# Directions
Render the material below as one JSON list of strings, with each line as its own string and blank lines omitted.
+-------+
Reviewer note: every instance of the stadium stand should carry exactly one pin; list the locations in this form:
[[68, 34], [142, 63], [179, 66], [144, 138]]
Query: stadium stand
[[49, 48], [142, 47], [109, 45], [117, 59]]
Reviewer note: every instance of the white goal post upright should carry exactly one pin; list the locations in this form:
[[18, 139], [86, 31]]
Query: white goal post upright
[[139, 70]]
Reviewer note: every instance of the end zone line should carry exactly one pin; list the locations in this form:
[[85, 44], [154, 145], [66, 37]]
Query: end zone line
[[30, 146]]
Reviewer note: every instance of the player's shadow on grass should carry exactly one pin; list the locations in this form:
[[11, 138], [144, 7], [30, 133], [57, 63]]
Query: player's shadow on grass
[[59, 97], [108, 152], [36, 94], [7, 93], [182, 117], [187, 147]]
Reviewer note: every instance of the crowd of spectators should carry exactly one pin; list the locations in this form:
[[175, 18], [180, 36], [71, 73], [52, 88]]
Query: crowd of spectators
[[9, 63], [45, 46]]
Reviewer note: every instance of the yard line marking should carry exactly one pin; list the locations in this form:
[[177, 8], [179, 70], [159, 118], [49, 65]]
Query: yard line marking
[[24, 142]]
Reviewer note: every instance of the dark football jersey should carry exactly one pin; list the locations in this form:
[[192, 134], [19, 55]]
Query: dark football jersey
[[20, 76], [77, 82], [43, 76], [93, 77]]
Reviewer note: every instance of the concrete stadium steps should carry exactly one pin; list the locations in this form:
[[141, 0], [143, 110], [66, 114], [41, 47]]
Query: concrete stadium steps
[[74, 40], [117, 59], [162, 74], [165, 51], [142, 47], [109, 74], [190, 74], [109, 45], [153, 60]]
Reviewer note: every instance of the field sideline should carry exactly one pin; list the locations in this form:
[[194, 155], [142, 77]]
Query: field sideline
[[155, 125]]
+-------+
# Response to this task
[
  "Reviewer note: every instance of the stadium stand should carry exactly one pin; list the locations in this form:",
  "[[68, 34], [142, 63], [179, 66], [144, 138]]",
  "Query: stadium stand",
  "[[49, 48], [142, 47], [109, 45], [117, 59]]",
  "Reviewer note: every instance of the white goal post upright should carry exactly one pin; list the locations in this form:",
  "[[18, 139], [86, 31]]",
  "Query: white goal post upright",
  "[[139, 70]]",
  "Reviewer note: every instance of the end zone line should carry exactly one pin; list the locations in this form:",
  "[[85, 44], [154, 145], [66, 37]]",
  "Query: end zone line",
  "[[30, 146]]",
  "Reviewer note: every instance of the player's shadow on grass should carry exactly one pin; list the locations in this form:",
  "[[11, 138], [144, 7], [30, 133], [57, 63]]",
  "Query: player's shadow on grass",
  "[[59, 97], [108, 152], [36, 94], [7, 93], [182, 117], [187, 147]]",
  "Reviewer note: every instance of the crowd of spectators should carry exactly one pin; list the locations in this form:",
  "[[175, 18], [180, 36], [71, 73], [52, 88]]",
  "Query: crowd of spectators",
  "[[9, 63], [45, 46]]",
  "Reviewer note: every instance of the yard line marking should carry exactly one pin; list the locations in this form:",
  "[[177, 8], [179, 70], [159, 118], [49, 65]]",
  "Query: yard line marking",
  "[[24, 142]]",
  "Reviewer note: every instance of the dark football jersey should carry exactly one pin; list the locations in this form:",
  "[[192, 134], [19, 55]]",
  "Query: dark football jersey",
  "[[20, 76], [77, 82], [43, 76], [93, 77]]",
  "Reviewer note: every instance of the concrete stadium steps should carry exactly one pin; list the locations in this form:",
  "[[141, 0], [143, 110], [66, 114], [41, 47]]",
  "Query: concrete stadium steps",
  "[[74, 40], [117, 59], [162, 74], [165, 51], [142, 47], [109, 74], [190, 74], [109, 45], [153, 60]]",
  "Reviewer note: every instance of the field sideline should carry exactly one pin; list the locations in this form:",
  "[[194, 155], [142, 77]]",
  "Query: field sideline",
  "[[155, 125]]"
]